== Segment start ==

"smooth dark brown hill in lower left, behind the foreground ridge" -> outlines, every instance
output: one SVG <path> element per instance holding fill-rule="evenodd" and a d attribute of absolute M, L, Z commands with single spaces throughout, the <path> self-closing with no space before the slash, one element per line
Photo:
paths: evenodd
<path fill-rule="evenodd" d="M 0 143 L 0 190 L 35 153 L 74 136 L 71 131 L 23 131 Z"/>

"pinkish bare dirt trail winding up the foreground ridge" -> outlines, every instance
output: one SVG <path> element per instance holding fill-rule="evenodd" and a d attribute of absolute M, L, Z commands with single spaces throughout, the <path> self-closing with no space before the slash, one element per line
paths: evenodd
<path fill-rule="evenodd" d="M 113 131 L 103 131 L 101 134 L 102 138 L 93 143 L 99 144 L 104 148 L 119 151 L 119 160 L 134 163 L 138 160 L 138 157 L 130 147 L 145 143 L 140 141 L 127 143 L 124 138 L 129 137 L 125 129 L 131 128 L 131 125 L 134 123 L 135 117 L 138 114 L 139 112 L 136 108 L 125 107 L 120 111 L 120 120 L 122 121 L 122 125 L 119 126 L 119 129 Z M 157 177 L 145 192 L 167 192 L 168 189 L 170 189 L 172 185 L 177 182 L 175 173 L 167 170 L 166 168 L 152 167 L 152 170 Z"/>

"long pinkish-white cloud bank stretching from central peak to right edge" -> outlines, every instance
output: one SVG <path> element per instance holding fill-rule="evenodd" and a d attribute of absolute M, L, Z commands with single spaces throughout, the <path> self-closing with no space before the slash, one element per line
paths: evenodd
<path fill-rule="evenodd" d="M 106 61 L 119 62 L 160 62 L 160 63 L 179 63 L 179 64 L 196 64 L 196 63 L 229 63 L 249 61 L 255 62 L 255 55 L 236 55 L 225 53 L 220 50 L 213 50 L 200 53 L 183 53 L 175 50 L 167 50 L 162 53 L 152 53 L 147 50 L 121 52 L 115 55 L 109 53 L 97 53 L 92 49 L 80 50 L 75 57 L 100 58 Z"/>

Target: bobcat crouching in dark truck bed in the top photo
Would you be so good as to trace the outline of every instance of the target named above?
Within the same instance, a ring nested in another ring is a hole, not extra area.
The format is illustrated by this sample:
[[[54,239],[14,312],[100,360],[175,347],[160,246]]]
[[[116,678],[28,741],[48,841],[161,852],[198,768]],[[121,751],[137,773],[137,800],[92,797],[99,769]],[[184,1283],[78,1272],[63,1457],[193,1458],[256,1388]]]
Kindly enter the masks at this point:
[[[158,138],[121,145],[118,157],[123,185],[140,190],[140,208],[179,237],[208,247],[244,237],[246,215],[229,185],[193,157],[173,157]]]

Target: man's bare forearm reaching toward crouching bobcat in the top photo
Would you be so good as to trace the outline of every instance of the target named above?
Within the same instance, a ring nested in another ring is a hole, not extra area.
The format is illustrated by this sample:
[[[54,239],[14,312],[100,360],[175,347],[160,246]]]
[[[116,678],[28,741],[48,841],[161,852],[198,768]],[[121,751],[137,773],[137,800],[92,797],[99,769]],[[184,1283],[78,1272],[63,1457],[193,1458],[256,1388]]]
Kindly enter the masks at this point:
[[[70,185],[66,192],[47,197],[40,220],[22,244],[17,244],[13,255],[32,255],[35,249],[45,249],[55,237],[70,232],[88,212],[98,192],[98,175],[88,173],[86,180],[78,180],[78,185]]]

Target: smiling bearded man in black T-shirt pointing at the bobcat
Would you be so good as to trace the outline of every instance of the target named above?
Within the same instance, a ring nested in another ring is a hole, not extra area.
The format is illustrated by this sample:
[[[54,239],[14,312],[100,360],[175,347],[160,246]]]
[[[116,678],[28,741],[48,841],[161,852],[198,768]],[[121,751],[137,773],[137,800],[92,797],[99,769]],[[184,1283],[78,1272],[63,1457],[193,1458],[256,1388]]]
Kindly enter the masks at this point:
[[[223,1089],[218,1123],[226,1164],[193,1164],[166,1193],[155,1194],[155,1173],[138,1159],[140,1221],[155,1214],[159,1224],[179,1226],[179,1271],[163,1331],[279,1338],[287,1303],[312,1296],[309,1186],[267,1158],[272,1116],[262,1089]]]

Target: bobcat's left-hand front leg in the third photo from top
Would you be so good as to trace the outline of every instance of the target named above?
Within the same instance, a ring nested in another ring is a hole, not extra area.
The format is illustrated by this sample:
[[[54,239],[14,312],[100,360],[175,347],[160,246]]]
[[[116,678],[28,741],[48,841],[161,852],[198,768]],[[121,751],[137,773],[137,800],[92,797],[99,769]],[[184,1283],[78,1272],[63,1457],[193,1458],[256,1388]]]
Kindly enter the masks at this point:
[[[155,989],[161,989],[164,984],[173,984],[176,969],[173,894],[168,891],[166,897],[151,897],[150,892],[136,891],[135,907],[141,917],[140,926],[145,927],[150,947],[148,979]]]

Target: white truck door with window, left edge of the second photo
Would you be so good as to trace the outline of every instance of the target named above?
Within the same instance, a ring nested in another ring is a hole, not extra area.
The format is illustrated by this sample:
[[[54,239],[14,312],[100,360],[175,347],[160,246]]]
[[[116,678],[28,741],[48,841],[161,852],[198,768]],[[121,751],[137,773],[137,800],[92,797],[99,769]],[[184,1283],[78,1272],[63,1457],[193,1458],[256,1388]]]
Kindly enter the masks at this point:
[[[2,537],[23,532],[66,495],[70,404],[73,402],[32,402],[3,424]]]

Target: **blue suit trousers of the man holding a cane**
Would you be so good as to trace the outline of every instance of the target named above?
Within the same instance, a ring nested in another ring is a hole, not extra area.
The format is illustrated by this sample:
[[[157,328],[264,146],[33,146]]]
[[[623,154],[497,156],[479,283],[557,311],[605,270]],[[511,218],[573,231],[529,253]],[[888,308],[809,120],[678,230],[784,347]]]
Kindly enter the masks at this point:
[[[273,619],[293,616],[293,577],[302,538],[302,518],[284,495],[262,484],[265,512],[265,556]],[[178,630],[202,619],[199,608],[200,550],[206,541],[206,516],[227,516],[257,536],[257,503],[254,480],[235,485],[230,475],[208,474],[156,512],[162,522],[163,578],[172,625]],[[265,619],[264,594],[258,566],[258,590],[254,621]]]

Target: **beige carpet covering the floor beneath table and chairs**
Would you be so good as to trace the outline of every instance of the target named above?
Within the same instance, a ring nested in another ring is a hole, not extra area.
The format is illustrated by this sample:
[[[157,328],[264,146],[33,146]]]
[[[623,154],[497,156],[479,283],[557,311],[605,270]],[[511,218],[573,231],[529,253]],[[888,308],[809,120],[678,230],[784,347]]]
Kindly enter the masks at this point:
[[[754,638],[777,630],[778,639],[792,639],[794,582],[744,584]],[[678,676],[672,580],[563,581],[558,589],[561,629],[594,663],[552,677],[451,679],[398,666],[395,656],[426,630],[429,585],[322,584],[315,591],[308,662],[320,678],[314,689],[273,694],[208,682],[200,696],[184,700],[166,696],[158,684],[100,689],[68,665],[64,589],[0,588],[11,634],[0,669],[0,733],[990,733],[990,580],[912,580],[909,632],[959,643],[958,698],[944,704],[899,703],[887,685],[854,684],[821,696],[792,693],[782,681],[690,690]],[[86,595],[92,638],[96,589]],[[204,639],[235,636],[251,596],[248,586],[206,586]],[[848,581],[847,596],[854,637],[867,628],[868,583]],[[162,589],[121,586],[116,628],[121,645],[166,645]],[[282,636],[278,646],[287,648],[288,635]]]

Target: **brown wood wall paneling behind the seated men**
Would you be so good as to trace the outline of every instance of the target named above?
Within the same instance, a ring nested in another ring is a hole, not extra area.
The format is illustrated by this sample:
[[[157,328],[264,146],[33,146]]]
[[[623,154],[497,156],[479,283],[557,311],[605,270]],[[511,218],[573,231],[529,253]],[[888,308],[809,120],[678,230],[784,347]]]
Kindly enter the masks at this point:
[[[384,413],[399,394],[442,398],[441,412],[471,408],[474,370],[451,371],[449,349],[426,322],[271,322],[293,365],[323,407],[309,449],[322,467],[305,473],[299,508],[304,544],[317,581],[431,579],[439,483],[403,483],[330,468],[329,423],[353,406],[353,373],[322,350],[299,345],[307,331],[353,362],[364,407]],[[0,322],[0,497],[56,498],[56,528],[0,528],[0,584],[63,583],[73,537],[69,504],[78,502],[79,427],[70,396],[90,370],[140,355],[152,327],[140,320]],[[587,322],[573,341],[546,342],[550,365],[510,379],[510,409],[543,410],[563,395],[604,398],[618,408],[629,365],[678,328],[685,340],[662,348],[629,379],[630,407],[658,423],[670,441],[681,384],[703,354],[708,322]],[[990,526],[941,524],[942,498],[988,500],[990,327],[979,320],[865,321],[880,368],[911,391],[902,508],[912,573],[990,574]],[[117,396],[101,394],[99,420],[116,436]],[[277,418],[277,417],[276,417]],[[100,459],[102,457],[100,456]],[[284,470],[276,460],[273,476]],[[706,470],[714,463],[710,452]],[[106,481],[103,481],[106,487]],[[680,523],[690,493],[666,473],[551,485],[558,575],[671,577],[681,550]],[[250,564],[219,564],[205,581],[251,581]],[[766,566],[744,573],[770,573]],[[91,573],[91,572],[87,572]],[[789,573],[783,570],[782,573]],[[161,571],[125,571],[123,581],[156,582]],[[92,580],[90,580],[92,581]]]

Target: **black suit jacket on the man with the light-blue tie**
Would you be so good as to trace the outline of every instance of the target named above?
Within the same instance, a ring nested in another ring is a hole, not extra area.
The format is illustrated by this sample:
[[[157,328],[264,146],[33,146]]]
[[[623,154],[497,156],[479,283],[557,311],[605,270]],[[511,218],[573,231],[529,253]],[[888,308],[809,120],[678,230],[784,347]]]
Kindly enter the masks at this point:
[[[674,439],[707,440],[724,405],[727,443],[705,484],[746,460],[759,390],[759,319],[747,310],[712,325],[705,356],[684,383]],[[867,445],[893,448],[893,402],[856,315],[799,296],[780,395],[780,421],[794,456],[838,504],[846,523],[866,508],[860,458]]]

== Segment end ==

### Try it
If a line in the records above contains the word "foreground", copy it.

### Reply
"smooth dark brown hill in lower left, behind the foreground ridge" -> outlines, every instance
"pinkish bare dirt trail winding up the foreground ridge" -> outlines, every instance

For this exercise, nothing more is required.